Start of Text section
Close Combat Formations have been replaced altogether by the Gang Up proficiency, which now allows friendly figures of different factions, but must all have the sword attack type to gang-up on an opposing figure. The catch and bonus is that the figures contributing cannot have an action token already, but they don’t receive one for the action either, and each contributor adds +1 to the attack value of the primary attacker. That makes for some more devastating close combat action.
Surge is by far the most beneficial sword attack type only proficiency, as it essentially allows the figure to charge and attack in the same action, but the figure making the surge must take one click of pushing damage, before resolving the attack, which forces the player to use the stats after the push to resolve the attack with. Capturing is also a sword attack type exclusive proficiency now, and the captor then gives up what ever speed type they had previously for the boot speed type (eliminating the wing, horseshoe or wave speed type), but unlike before 2.0, the captor can now eliminate the captive with the penalty of -3 to the attack, if they so choose.
New speed types have been added too they are boot, wing, wave and horseshoe. All of the previous mounted 2.0 figures now have the horseshoe speed type, which allows them to use the Double Time proficiency (moving at double their speed value), only without the associated single click of pushing damage penalty. Boot speed type can use Double Time as well, but will take a click of pushing damage for doing so. Wave speed type allows those with it to move through water as clear terrain, and when in water they receive +2 to their defense value as well. Wing speed type somewhat replaces the flight ability of pre-2.0 figures, but adds the means to spend half of their speed value to move between Soaring and Ground Level flight.
To show a figure at soaring level they’ve included clear plastic shot-glass size flight stand, which features a very nice figure clicking mechanism on top as well. So when at soaring level a figure can only be in base contact with another figure at soaring level, and grounded figures can only attack a soaring level figure with ranged combat attacks. Soaring doesn’t block line of sight, nor does it interact with terrain features.
End of Text section
**Your assignment:** Translate this sentence from the rules overview into Spanish: "Soaring doesn’t block line of sight, nor does it interact with terrain features." The material that comes next is separate from the rules overview.
Start of Data excerpt
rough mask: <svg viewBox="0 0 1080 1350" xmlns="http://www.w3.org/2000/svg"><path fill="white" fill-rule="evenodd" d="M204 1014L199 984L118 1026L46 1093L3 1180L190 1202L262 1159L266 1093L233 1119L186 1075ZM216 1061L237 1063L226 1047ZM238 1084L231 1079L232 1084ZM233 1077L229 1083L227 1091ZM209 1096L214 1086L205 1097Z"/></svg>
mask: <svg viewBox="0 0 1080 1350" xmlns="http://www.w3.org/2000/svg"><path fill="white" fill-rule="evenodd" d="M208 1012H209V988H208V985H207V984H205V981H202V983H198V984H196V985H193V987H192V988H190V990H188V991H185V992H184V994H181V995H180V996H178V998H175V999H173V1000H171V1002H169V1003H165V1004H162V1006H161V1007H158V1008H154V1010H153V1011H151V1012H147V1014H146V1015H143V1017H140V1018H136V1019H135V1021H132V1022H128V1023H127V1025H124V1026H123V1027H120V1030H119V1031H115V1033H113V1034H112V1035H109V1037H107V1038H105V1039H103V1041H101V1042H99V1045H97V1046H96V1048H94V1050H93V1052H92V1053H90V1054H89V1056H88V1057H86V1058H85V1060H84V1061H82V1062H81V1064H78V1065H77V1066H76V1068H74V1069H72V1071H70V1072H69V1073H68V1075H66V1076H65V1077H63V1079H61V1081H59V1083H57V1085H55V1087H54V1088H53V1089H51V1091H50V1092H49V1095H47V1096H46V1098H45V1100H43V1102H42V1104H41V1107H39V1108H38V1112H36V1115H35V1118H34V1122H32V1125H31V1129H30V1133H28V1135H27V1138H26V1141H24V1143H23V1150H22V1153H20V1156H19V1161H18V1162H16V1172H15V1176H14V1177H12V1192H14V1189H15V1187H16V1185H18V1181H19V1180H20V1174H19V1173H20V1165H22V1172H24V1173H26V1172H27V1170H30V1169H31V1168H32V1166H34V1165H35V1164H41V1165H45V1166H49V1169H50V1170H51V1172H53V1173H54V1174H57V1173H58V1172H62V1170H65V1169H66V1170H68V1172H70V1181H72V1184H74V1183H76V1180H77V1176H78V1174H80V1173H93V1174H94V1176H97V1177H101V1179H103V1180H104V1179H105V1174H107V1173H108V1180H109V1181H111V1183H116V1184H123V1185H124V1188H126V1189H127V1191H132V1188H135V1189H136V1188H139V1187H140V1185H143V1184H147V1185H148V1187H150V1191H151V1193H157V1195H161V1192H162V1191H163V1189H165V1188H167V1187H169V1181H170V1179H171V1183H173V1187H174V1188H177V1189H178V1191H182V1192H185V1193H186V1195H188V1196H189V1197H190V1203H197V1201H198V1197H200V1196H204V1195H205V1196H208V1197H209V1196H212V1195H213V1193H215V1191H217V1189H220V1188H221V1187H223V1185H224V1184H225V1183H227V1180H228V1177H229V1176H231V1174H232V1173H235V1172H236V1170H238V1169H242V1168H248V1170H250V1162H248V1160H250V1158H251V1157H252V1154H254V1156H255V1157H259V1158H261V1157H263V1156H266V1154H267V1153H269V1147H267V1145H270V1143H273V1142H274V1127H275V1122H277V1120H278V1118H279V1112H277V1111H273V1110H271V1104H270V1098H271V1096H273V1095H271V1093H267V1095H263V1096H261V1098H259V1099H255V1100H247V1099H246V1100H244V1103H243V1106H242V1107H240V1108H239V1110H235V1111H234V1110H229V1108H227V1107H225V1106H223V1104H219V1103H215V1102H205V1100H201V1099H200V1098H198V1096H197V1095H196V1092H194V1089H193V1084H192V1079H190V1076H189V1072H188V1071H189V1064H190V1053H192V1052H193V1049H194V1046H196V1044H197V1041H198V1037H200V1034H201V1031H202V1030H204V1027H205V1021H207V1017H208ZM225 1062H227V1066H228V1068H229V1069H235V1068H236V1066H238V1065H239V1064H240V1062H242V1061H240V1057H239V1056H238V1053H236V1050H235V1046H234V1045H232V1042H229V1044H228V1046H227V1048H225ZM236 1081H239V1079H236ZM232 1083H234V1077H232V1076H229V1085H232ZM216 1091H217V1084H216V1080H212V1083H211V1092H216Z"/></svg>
End of Data excerpt
**Written answer:** Soaring no bloquea la línea de visión, ni tampoco interactúa con los elementos del terreno.